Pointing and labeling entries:
╔══
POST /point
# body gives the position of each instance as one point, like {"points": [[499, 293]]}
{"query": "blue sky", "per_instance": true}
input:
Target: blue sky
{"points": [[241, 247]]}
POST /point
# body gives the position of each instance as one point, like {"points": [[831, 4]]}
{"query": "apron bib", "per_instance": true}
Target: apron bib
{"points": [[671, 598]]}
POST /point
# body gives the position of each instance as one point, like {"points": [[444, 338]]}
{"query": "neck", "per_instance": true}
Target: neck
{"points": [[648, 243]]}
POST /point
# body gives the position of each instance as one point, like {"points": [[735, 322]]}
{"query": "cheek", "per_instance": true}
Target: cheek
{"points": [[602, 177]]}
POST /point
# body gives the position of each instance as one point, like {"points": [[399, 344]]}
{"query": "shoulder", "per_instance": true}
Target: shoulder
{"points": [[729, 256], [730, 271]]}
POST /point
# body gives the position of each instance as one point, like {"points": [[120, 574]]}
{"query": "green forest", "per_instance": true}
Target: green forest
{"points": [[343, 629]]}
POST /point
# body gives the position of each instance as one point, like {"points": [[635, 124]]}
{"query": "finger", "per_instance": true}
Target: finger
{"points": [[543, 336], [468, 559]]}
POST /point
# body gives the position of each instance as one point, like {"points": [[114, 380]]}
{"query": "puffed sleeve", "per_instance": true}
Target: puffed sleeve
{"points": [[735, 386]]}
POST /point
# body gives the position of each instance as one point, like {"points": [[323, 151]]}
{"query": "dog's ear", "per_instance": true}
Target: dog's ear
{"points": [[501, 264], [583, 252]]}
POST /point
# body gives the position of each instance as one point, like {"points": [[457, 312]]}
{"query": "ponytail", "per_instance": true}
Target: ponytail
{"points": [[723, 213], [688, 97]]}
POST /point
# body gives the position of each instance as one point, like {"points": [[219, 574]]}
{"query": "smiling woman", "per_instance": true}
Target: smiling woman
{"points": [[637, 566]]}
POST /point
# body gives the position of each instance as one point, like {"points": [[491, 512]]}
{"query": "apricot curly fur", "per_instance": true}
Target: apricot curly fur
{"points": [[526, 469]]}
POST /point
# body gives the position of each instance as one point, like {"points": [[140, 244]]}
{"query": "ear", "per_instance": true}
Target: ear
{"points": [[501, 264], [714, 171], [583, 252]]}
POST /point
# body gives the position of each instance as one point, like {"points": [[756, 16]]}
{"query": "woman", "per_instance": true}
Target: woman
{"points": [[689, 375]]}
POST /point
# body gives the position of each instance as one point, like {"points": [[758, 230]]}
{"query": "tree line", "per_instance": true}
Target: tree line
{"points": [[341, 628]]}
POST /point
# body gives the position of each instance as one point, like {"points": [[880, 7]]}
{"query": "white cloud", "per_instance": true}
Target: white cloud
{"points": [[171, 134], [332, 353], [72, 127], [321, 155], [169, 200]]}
╚══
Task:
Please list each line of the items above that contains the string "white". Case counts.

Correct output:
{"query": "white cloud", "per_instance": true}
Target: white cloud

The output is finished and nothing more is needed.